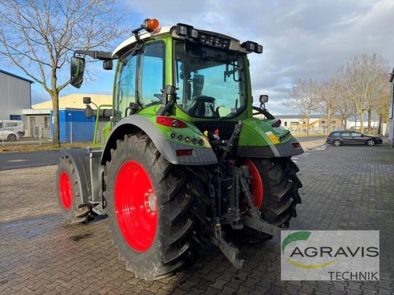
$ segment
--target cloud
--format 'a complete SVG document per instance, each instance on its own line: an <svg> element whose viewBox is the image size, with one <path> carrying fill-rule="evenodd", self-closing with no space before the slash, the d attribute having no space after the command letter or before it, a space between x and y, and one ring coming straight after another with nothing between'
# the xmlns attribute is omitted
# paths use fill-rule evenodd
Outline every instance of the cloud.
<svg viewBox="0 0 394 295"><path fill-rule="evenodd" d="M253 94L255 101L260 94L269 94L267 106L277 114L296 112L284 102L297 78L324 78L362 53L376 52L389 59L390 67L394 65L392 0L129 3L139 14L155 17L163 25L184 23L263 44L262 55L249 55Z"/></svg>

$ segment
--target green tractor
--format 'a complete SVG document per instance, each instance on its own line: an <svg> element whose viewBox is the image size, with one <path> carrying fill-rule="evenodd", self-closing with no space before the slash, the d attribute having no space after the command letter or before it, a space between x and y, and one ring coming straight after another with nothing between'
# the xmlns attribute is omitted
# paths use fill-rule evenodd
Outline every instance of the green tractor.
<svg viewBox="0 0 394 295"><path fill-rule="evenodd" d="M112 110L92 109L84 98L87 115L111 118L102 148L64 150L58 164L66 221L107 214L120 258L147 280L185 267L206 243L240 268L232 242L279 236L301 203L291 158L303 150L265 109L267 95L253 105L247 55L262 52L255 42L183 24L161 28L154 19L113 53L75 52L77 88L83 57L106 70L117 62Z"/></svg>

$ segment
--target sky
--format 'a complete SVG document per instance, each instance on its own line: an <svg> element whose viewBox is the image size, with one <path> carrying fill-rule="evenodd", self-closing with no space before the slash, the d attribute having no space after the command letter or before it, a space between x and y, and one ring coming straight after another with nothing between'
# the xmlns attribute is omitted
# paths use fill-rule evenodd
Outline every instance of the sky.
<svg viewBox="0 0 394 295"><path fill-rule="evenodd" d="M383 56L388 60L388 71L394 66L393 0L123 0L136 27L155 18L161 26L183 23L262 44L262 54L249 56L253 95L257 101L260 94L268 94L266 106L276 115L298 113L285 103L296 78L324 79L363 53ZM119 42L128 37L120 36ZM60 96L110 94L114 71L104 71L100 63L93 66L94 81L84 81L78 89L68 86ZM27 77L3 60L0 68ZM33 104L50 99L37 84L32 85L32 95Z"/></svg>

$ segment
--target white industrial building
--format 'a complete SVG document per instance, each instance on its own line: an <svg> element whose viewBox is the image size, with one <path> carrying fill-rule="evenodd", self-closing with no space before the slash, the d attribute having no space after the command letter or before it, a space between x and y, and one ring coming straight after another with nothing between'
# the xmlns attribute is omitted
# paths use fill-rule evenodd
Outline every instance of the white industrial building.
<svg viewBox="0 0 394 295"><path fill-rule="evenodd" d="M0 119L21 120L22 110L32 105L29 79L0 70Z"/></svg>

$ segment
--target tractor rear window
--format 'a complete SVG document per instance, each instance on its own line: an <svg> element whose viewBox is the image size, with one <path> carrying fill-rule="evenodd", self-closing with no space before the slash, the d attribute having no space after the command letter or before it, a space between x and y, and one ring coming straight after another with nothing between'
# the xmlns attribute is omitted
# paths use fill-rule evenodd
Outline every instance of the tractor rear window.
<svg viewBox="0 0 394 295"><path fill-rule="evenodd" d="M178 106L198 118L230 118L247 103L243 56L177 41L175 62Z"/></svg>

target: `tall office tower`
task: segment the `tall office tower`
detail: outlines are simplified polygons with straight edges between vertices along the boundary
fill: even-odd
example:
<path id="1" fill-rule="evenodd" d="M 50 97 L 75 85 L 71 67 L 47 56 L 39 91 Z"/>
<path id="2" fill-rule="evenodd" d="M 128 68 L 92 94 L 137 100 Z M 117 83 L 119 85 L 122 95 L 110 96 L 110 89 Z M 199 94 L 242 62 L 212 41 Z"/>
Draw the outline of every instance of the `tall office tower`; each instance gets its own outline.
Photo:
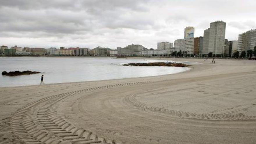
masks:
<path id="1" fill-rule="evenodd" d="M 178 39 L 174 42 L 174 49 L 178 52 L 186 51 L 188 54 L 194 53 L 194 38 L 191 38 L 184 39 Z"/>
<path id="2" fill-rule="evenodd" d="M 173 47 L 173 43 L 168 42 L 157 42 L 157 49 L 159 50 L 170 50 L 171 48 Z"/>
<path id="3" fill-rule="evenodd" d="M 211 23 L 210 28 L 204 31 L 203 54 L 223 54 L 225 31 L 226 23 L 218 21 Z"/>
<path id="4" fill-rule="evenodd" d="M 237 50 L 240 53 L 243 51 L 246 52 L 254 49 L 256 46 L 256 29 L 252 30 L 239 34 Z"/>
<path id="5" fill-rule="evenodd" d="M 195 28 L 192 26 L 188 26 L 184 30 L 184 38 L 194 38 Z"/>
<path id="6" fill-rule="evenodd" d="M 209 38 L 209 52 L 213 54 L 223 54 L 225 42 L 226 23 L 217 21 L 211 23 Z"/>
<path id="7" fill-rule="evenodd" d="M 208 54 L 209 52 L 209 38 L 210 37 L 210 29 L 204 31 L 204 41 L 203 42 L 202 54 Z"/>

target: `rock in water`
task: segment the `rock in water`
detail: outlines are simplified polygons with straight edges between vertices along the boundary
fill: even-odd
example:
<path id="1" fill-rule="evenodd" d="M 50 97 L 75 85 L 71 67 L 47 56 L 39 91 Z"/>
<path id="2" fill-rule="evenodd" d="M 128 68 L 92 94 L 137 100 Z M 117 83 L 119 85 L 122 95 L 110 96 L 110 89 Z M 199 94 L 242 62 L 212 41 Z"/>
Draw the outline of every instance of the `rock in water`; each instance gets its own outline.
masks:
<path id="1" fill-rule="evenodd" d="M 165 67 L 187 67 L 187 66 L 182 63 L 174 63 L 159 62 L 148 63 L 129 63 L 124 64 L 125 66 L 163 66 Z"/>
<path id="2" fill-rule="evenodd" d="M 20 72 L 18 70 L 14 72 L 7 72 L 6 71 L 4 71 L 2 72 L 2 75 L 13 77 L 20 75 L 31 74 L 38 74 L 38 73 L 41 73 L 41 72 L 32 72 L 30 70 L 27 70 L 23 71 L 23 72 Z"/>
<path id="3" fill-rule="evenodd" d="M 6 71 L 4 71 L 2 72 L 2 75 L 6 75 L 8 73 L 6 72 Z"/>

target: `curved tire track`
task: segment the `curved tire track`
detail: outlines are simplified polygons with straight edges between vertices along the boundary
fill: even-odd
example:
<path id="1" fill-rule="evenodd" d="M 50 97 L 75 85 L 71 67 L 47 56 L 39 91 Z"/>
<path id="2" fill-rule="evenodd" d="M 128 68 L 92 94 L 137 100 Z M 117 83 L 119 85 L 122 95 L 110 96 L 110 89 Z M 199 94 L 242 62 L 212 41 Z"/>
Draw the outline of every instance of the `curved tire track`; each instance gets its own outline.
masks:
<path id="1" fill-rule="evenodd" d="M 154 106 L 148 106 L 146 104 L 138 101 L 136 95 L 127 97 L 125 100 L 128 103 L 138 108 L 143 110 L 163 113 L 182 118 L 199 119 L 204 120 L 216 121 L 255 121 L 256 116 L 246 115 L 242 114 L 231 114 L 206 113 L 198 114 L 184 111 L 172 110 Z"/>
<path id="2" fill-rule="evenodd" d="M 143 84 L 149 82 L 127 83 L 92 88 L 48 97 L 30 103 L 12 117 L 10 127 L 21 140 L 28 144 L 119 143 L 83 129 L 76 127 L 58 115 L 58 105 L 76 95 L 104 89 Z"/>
———
• _WHAT THE TASK ASKS_: Lay out every line of the entries above as a Markdown table with the columns Row and Line, numbering the rows in order. Skip blank lines and leave out the pictures.

• _TASK ANSWER_:
| Row | Line |
|---|---|
| 1 | $ segment |
| 2 | --target cloud |
| 3 | --format 'a complete SVG document per instance, each instance on its own line: an <svg> element whose viewBox is the image size, with one <path> carrying fill-rule="evenodd", self-closing with no space before the slash, the d attribute having no space after the command letter or before it, a space between x and y, and one ring coming straight after another with nothing between' |
| 4 | # the xmlns attribute is omitted |
| 5 | # paths use fill-rule evenodd |
| 6 | Outline every instance of the cloud. |
| 7 | <svg viewBox="0 0 394 295"><path fill-rule="evenodd" d="M253 94L255 101L260 94L269 94L267 106L277 114L296 112L284 102L297 78L324 78L362 53L376 52L389 59L390 67L394 65L392 0L129 3L139 14L155 17L163 25L184 23L263 44L262 55L249 55Z"/></svg> |
| 8 | $ segment |
| 9 | --target green tractor |
| 10 | --format 'a complete SVG document per instance, each instance on its own line: an <svg> element whose viewBox is the image size, with one <path> carrying fill-rule="evenodd", self-closing with no space before the slash, the d attribute having no space after the command letter or before it, a space between x and y, and one ring coming straight after another with nothing between' |
| 11 | # the xmlns attribute is omitted |
| 12 | # paths use fill-rule evenodd |
| 13 | Outline every instance of the green tractor. |
| 14 | <svg viewBox="0 0 394 295"><path fill-rule="evenodd" d="M112 110L92 109L84 98L87 115L111 118L102 148L64 150L58 164L66 221L107 214L120 258L147 280L185 267L206 243L240 268L232 242L279 236L301 203L291 158L303 150L265 109L267 95L253 105L247 55L262 52L255 42L183 24L161 28L154 19L113 53L75 52L77 88L83 57L106 70L117 62Z"/></svg> |
| 15 | $ segment |
| 16 | --target sky |
| 17 | --format 'a complete SVG document per instance, each instance on its own line: an <svg> element whose viewBox is the image size, with one <path> carrying fill-rule="evenodd", self-closing with no space before the slash, the d attribute having no space after the command letter or before it, a space between x and y, and one ring coming straight after another with nothing between' |
| 18 | # the xmlns attribute is omitted |
| 19 | # paths use fill-rule evenodd |
| 20 | Outline every instance of the sky. |
| 21 | <svg viewBox="0 0 394 295"><path fill-rule="evenodd" d="M383 56L388 60L388 71L394 66L393 0L123 0L136 27L155 18L161 26L183 23L262 44L262 54L249 56L253 95L257 101L260 94L268 94L266 106L276 115L298 113L285 103L296 78L324 79L363 53ZM119 42L128 37L120 36ZM60 96L110 94L114 71L104 71L100 63L93 66L94 81L84 81L78 89L68 86ZM27 77L3 60L0 68ZM33 104L50 99L37 84L32 85L32 95Z"/></svg> |
| 22 | $ segment |
| 23 | --target white industrial building |
| 24 | --format 'a complete SVG document per instance, each instance on its own line: an <svg> element whose viewBox is the image size, with one <path> carrying fill-rule="evenodd", self-closing with no space before the slash, the d attribute having no space after the command letter or before it, a space between x and y, and one ring coming straight after another with nothing between' |
| 25 | # the xmlns attribute is omitted |
| 26 | # paths use fill-rule evenodd |
| 27 | Outline every instance of the white industrial building. |
| 28 | <svg viewBox="0 0 394 295"><path fill-rule="evenodd" d="M0 119L21 120L22 110L32 105L29 79L0 70Z"/></svg> |
| 29 | $ segment |
| 30 | --target tractor rear window |
| 31 | --format 'a complete SVG document per instance, each instance on its own line: an <svg> element whose viewBox is the image size, with one <path> carrying fill-rule="evenodd", self-closing with no space before the slash, the d attribute having no space after the command letter or before it, a space between x and y, and one ring coming straight after another with nothing between' |
| 32 | # the xmlns attribute is omitted |
| 33 | # paths use fill-rule evenodd |
| 34 | Outline every instance of the tractor rear window. |
| 35 | <svg viewBox="0 0 394 295"><path fill-rule="evenodd" d="M178 106L198 118L230 118L247 103L243 56L177 41L175 62Z"/></svg> |
| 36 | target: `tall office tower` |
| 37 | task: segment the `tall office tower` |
| 38 | detail: outlines are simplified polygons with straight edges between vertices along the boundary |
| 39 | fill: even-odd |
| 40 | example: |
| 41 | <path id="1" fill-rule="evenodd" d="M 50 97 L 75 85 L 71 67 L 47 56 L 39 91 Z"/> |
| 42 | <path id="2" fill-rule="evenodd" d="M 128 68 L 92 94 L 137 100 Z M 117 83 L 119 85 L 122 95 L 110 96 L 110 89 Z M 199 94 L 242 62 L 212 41 Z"/> |
| 43 | Draw the outline of every instance of the `tall office tower`; each instance gets its own outline. |
| 44 | Photo: |
| 45 | masks: |
| 46 | <path id="1" fill-rule="evenodd" d="M 178 39 L 174 42 L 174 49 L 178 52 L 186 51 L 188 54 L 194 53 L 194 38 L 191 38 L 184 39 Z"/> |
| 47 | <path id="2" fill-rule="evenodd" d="M 173 47 L 173 43 L 168 42 L 157 42 L 157 49 L 159 50 L 170 50 L 171 48 Z"/> |
| 48 | <path id="3" fill-rule="evenodd" d="M 211 23 L 210 28 L 204 31 L 203 54 L 223 54 L 225 31 L 226 23 L 218 21 Z"/> |
| 49 | <path id="4" fill-rule="evenodd" d="M 237 50 L 240 53 L 243 51 L 246 52 L 254 49 L 256 46 L 256 29 L 252 30 L 239 34 Z"/> |
| 50 | <path id="5" fill-rule="evenodd" d="M 195 28 L 192 26 L 188 26 L 184 30 L 184 38 L 194 38 Z"/> |
| 51 | <path id="6" fill-rule="evenodd" d="M 209 38 L 209 52 L 213 54 L 223 54 L 225 42 L 226 23 L 217 21 L 211 23 Z"/> |
| 52 | <path id="7" fill-rule="evenodd" d="M 208 54 L 209 52 L 209 38 L 210 37 L 210 29 L 204 31 L 204 41 L 203 42 L 202 54 Z"/> |
| 53 | target: `rock in water` |
| 54 | task: segment the `rock in water` |
| 55 | detail: outlines are simplified polygons with straight edges between vertices along the boundary |
| 56 | fill: even-odd |
| 57 | example: |
| 58 | <path id="1" fill-rule="evenodd" d="M 50 97 L 75 85 L 71 67 L 47 56 L 39 91 Z"/> |
| 59 | <path id="2" fill-rule="evenodd" d="M 128 68 L 92 94 L 137 100 Z M 117 83 L 119 85 L 122 95 L 110 96 L 110 89 Z M 199 94 L 242 62 L 212 41 Z"/> |
| 60 | Draw the outline of every instance of the `rock in water`; each instance gets its own outline. |
| 61 | masks: |
| 62 | <path id="1" fill-rule="evenodd" d="M 165 67 L 187 67 L 187 66 L 182 63 L 174 63 L 159 62 L 148 63 L 129 63 L 124 64 L 125 66 L 163 66 Z"/> |
| 63 | <path id="2" fill-rule="evenodd" d="M 20 72 L 18 70 L 14 72 L 7 72 L 6 71 L 4 71 L 2 72 L 2 75 L 13 77 L 20 75 L 31 74 L 38 74 L 38 73 L 41 73 L 41 72 L 32 72 L 30 70 L 27 70 L 23 71 L 23 72 Z"/> |
| 64 | <path id="3" fill-rule="evenodd" d="M 6 71 L 4 71 L 2 72 L 2 75 L 6 75 L 8 73 L 6 72 Z"/> |
| 65 | target: `curved tire track` |
| 66 | task: segment the `curved tire track` |
| 67 | detail: outlines are simplified polygons with straight edges between vertices along the boundary |
| 68 | fill: even-odd |
| 69 | example: |
| 70 | <path id="1" fill-rule="evenodd" d="M 50 97 L 75 85 L 71 67 L 47 56 L 39 91 Z"/> |
| 71 | <path id="2" fill-rule="evenodd" d="M 128 68 L 92 94 L 137 100 Z M 117 83 L 119 85 L 122 95 L 110 96 L 110 89 Z M 199 94 L 242 62 L 212 41 Z"/> |
| 72 | Draw the outline of every instance of the `curved tire track`; each instance gets its own outline. |
| 73 | masks: |
| 74 | <path id="1" fill-rule="evenodd" d="M 154 106 L 148 106 L 146 104 L 138 101 L 136 95 L 127 97 L 125 100 L 128 103 L 138 108 L 143 110 L 163 113 L 182 118 L 199 119 L 204 120 L 216 121 L 255 121 L 256 116 L 246 115 L 242 114 L 231 114 L 206 113 L 198 114 L 184 111 L 172 110 Z"/> |
| 75 | <path id="2" fill-rule="evenodd" d="M 143 84 L 149 82 L 127 83 L 92 88 L 48 97 L 30 103 L 12 117 L 10 127 L 21 140 L 28 144 L 119 143 L 83 129 L 76 127 L 58 115 L 58 105 L 76 95 L 104 89 Z"/> |